In Philadelphia I found the cleanest, most good-natured city that I had ever been in, but holy smoke, to use a cowboy phrase, she is slow. Even the girls and the “hurry-up wagon” are not so swift as in other cities. And I found that same graveyard slowness prevailing in our office, from the superintendent down to the office boy.

I turned myself over to the superintendent, Mr. A.M. Pierce, and he turned me over to Asst. Supt. E. E. Eslin, who had charge of the Dr. Wentz kidnapping operation.

When not busy working in the office to familiarize myself with the operation, I was taking in the sights of the city, the most interesting being the building where the Declaration of Independence was signed; also the art galleries were interesting to me.

Chief Clerk Dailey kindly acted as pilot in showing me the sights of the city.

After spending a week in the city of Brotherly Love, I was called to New York City by Mr. Roydel L. Dickenson, who wanted to consult with me about the Dr. Wentz operation. Of course, this just suited me as I wanted to see that city of sky-scrapers.

The day was spent with Mr. Dickenson, he taking me out to lunch with himself and Gen. Manager Mr. Geo. E. Langston.

In advising me about my future work in Kentucky and Virginia, Mr. Dickenson said I was taking my life into my own hands and that he didn’t expect to see me come out of those mountains alive. He said I had no idea of what kind of people inhabited those mountains; that they are a different class from those of Texas and the west; that they think nothing of shooting a man in the back on the least provocation; that they are not the kind of men who will fight it out face to face with an opponent; that the records of the Dickenson agency since 1850 prove this. Therefore, in a serious manner Mr. Dickenson advised me to expect death at any moment. He said it was almost impossible to get an operative located in those mountains, from the fact that strangers do not go in there unless they have business, and in that case they are known by the merchants or have letters to some one there stating the nature of their mission.

He said the main object was to find Edward Wentz if still alive and held a prisoner, so as to get soldiers in there and clean out the country, or if dead, to recover the body. He thought it would be almost out of the question to convict any one in the courts of that country owing to the fact that the Virginia Coal & Iron Co. of which Dr. Wentz is president, had many enemies among the ignorant and lawless element, and because the people are all mixed up and related to each other, so that it is difficult to get an unbiased jury. He felt sure that I wouldn’t be in there away from the railroad twenty-four hours before they would have me “spotted” as a detective in the revenue service, to run down “moonshiners,” or on the hunt for young Wentz, and in that case I would have to use my own judgment as to whether to get out of the country or stand my ground. He insisted that I must not feel backward about leaving the moment that I realized my life to be in immediate danger. But I told him that my stubborn phrenology bump wouldn’t allow me to leave after I once got in there.

——

*Instructions*:
(a) Set down the part of the detective's account from "When not busy" up to and including "of the city.".
(b) List every U.S. state named in the detective's account.

——

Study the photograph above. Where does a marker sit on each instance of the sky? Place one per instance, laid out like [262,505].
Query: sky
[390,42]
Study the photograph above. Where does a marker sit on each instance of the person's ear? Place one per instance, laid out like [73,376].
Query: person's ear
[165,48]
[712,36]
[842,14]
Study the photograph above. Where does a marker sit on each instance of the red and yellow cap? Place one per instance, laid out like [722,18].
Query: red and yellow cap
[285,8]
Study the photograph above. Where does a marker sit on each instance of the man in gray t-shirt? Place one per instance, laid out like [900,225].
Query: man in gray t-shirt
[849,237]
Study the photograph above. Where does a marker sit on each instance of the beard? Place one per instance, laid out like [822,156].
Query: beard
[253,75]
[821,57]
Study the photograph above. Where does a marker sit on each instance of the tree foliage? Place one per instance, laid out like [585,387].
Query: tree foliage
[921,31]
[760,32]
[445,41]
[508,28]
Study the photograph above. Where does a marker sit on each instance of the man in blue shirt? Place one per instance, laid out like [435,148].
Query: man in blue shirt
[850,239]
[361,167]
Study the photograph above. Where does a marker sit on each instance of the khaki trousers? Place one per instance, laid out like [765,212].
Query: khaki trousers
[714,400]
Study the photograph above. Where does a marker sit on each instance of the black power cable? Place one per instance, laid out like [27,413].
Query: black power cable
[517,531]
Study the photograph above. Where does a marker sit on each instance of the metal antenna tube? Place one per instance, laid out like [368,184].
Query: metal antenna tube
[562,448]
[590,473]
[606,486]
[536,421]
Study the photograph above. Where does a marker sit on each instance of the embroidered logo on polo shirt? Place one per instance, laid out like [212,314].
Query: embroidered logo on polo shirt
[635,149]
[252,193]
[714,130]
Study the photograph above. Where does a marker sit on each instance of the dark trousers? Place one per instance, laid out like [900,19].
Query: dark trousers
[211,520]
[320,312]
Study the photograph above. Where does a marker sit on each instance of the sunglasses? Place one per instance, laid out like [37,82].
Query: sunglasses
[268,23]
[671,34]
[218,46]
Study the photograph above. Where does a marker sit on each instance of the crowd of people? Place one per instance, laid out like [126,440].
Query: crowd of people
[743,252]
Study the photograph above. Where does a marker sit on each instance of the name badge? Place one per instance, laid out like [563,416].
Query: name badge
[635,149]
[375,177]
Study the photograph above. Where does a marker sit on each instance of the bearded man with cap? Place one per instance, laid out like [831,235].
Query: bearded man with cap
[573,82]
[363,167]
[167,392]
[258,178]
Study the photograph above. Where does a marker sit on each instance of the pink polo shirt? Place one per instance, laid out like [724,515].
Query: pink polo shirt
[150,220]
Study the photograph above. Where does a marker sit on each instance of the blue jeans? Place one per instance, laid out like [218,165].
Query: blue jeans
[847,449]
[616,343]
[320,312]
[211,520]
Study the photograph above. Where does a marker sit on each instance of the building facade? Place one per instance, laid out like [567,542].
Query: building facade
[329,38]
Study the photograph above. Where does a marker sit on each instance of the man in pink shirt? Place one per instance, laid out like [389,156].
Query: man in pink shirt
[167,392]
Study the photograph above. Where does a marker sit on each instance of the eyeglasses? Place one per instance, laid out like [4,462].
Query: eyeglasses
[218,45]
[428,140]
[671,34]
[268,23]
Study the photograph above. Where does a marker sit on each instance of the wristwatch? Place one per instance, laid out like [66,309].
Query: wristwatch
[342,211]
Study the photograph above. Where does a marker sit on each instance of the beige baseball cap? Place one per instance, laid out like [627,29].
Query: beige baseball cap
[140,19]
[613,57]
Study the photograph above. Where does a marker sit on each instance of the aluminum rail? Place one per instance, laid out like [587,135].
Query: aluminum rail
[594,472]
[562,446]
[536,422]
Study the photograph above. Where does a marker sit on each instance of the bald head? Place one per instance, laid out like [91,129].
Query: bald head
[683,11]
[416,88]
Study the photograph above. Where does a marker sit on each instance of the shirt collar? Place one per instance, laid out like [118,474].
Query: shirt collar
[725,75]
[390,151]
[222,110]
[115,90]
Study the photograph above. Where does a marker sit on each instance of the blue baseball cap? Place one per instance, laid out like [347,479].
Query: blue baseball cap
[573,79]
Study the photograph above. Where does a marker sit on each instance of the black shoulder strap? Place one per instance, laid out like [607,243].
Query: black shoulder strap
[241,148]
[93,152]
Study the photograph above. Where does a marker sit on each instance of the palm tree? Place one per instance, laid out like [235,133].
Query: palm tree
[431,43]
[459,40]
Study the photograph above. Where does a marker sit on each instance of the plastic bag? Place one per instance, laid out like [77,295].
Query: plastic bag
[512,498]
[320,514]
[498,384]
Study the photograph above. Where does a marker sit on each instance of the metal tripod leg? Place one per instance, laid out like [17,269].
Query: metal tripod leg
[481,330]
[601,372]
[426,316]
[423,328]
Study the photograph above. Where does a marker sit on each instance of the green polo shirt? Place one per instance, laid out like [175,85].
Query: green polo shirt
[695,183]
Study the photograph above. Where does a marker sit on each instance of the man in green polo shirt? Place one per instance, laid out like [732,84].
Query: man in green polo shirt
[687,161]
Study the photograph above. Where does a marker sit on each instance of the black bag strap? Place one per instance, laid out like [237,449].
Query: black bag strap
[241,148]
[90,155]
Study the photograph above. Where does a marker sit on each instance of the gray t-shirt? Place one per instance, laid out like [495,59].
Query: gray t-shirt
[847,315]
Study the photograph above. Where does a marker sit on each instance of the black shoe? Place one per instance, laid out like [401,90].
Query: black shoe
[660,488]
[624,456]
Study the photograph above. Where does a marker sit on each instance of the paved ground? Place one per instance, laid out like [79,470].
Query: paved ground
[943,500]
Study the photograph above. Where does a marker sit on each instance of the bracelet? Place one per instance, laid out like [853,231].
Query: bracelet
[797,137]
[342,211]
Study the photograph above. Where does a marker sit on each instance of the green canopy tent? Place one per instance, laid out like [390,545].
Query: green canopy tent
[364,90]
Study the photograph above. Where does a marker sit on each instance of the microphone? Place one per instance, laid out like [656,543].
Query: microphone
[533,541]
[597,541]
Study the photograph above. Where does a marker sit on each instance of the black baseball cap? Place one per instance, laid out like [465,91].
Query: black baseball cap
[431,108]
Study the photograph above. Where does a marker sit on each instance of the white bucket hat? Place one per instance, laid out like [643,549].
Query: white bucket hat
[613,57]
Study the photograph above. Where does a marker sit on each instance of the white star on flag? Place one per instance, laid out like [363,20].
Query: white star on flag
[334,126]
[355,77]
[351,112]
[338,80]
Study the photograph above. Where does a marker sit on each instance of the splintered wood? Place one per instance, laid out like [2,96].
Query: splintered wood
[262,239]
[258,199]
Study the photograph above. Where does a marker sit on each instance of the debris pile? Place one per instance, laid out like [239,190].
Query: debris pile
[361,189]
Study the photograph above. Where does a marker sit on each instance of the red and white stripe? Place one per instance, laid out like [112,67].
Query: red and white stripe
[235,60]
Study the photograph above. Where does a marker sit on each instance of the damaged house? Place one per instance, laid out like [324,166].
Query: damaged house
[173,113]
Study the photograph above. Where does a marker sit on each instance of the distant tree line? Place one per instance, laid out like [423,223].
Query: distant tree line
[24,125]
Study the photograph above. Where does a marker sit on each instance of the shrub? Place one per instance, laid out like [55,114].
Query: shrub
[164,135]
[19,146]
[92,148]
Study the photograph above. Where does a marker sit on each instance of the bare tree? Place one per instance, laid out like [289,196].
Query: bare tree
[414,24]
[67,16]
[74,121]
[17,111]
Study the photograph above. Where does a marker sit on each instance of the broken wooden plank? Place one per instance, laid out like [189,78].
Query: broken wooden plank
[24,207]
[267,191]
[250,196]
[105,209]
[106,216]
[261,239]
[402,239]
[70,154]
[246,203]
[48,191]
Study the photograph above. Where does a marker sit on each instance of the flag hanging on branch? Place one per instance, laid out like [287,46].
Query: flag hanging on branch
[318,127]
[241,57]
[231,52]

——

*Answers to the tasks*:
(a)
When not busy working in the office to familiarize myself with the operation, I was taking in the sights of the city, the most interesting being the building where the Declaration of Independence was signed; also the art galleries were interesting to me.

Chief Clerk Dailey kindly acted as pilot in showing me the sights of the city.

(b) Kentucky, Virginia, Texas